*Your goal:*
Give the listing from its first line through the line containing "point(186, 809)" as a JSON list of strings, one per line, omitting blank lines and the picture.

*Supplied information:*
----------------

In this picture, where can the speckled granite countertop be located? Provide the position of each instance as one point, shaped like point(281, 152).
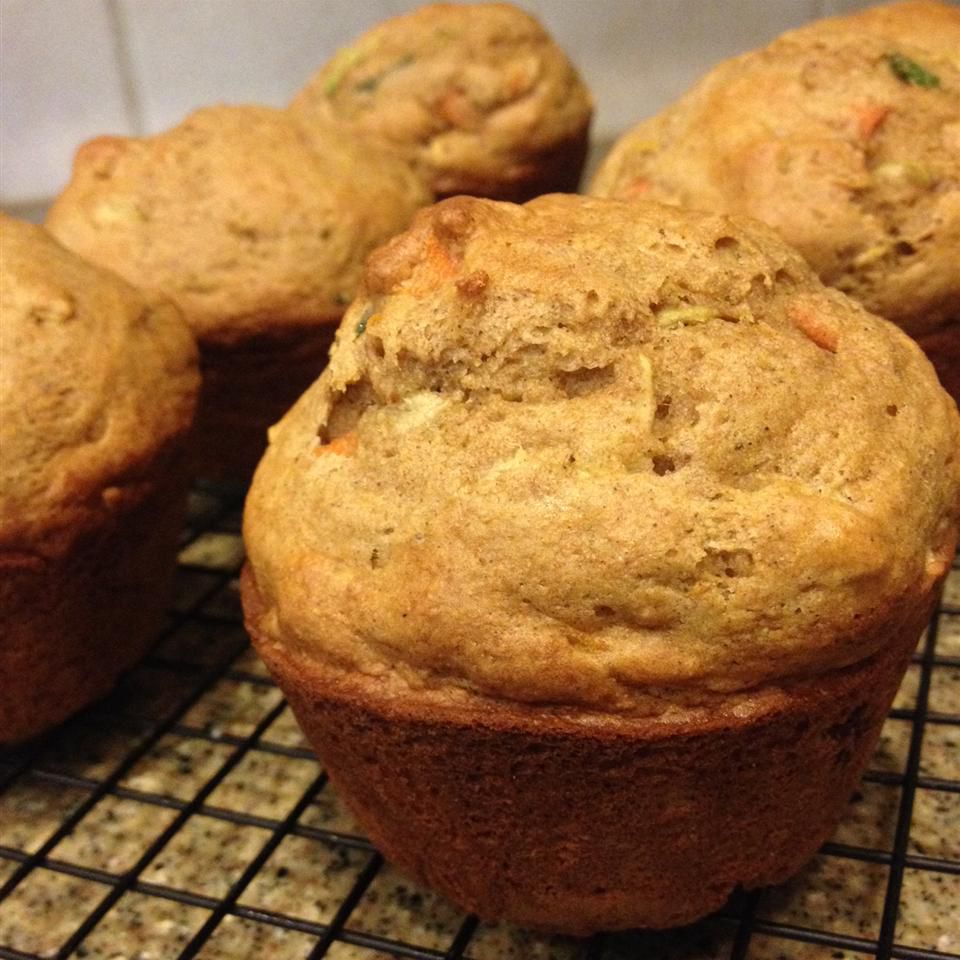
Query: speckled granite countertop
point(186, 809)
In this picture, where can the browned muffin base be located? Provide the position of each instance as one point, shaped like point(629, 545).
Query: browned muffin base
point(247, 388)
point(943, 351)
point(557, 170)
point(577, 823)
point(71, 626)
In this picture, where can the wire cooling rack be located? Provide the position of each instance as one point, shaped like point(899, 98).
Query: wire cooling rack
point(185, 817)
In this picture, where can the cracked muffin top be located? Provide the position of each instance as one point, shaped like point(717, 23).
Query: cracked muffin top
point(96, 383)
point(477, 96)
point(845, 136)
point(599, 453)
point(250, 222)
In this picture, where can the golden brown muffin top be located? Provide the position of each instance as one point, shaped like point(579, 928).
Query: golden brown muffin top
point(584, 451)
point(473, 94)
point(845, 136)
point(96, 383)
point(247, 221)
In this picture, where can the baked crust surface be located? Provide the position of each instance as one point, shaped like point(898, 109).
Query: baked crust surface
point(831, 136)
point(97, 384)
point(249, 221)
point(477, 96)
point(605, 454)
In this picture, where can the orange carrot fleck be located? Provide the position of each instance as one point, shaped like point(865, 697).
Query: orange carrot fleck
point(345, 446)
point(814, 327)
point(869, 119)
point(636, 188)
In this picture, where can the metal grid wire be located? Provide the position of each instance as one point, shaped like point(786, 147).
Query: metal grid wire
point(185, 817)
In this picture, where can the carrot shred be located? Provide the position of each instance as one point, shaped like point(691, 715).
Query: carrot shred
point(814, 328)
point(345, 446)
point(636, 188)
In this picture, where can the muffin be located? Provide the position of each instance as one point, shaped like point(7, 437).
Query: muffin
point(844, 135)
point(97, 391)
point(257, 228)
point(592, 562)
point(477, 96)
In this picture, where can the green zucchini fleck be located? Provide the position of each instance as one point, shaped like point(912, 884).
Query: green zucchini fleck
point(909, 71)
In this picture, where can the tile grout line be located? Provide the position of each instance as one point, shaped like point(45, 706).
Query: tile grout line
point(129, 91)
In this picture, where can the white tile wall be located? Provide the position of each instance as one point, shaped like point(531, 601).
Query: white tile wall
point(60, 83)
point(71, 69)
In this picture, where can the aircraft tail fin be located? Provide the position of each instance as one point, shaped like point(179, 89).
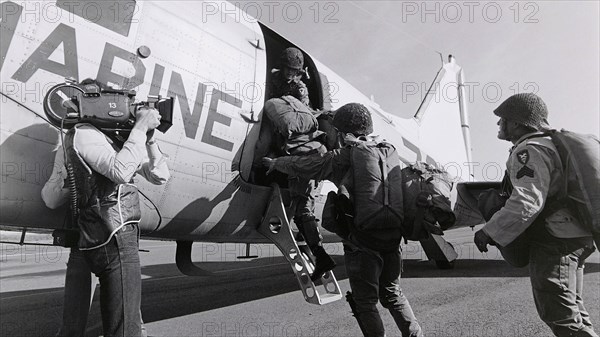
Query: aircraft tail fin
point(443, 112)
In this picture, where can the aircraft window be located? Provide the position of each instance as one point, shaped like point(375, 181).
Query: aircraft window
point(115, 15)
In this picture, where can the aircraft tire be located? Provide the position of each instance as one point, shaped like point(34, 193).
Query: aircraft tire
point(442, 264)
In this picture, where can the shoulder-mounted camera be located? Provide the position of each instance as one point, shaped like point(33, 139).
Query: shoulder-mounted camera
point(112, 111)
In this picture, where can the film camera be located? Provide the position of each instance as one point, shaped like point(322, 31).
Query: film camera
point(110, 110)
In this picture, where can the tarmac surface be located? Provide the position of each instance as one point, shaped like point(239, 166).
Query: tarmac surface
point(481, 296)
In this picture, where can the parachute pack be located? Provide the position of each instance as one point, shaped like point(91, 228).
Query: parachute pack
point(427, 206)
point(377, 186)
point(290, 117)
point(296, 123)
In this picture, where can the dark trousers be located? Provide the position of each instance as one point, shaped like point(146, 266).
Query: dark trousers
point(304, 207)
point(556, 273)
point(79, 292)
point(375, 276)
point(117, 265)
point(77, 297)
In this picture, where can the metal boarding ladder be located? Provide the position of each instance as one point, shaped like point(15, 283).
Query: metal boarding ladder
point(276, 227)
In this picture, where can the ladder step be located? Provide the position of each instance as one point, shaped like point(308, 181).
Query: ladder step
point(299, 257)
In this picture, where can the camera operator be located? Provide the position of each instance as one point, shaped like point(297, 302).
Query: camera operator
point(109, 211)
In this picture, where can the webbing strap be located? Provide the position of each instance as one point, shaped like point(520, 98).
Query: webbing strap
point(384, 182)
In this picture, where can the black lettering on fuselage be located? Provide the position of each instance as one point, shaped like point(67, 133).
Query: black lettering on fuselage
point(191, 120)
point(64, 35)
point(10, 13)
point(106, 75)
point(215, 117)
point(156, 84)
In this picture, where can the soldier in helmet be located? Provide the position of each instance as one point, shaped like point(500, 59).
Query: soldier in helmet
point(291, 72)
point(536, 227)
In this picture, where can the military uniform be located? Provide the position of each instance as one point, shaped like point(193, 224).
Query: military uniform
point(373, 263)
point(556, 242)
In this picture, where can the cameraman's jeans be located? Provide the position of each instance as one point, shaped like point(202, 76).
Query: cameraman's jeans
point(117, 265)
point(79, 292)
point(376, 276)
point(77, 297)
point(556, 273)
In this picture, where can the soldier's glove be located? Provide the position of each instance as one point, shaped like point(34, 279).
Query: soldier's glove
point(269, 163)
point(481, 240)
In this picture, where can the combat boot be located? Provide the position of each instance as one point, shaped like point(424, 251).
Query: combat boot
point(323, 263)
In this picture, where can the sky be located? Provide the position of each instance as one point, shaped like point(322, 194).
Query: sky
point(547, 47)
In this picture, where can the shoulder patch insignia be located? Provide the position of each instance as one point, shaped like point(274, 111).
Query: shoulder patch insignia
point(523, 157)
point(525, 171)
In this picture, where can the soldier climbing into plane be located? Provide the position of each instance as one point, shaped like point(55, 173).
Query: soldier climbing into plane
point(291, 72)
point(296, 132)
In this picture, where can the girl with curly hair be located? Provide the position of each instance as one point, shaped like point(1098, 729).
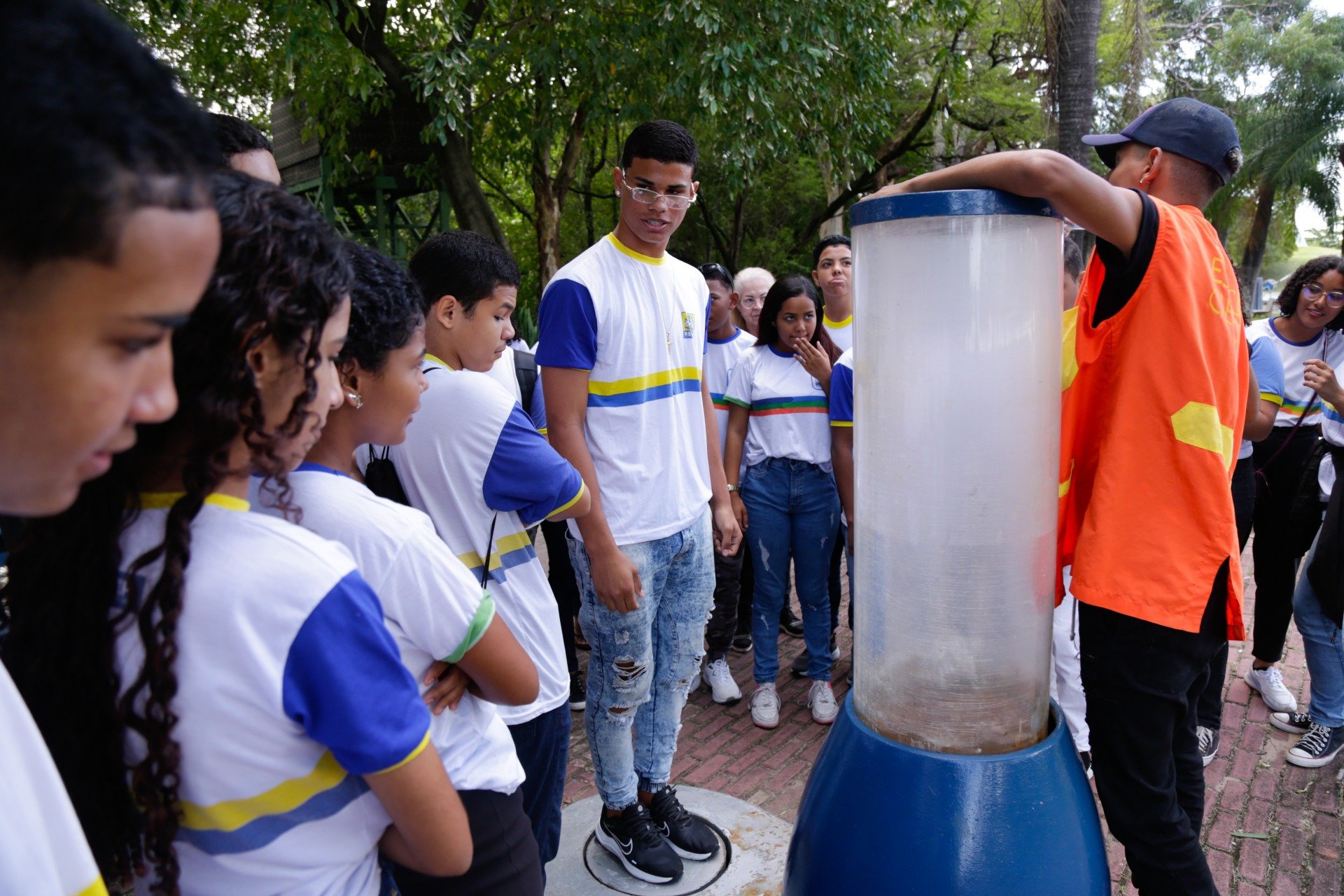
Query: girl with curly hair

----------------

*Answer for this exercise:*
[
  "In this picture, where can the speckled granite countertop be located? Provide the position of each instance as one point, shaped like point(281, 152).",
  "Query: speckled granite countertop",
  "point(186, 809)"
]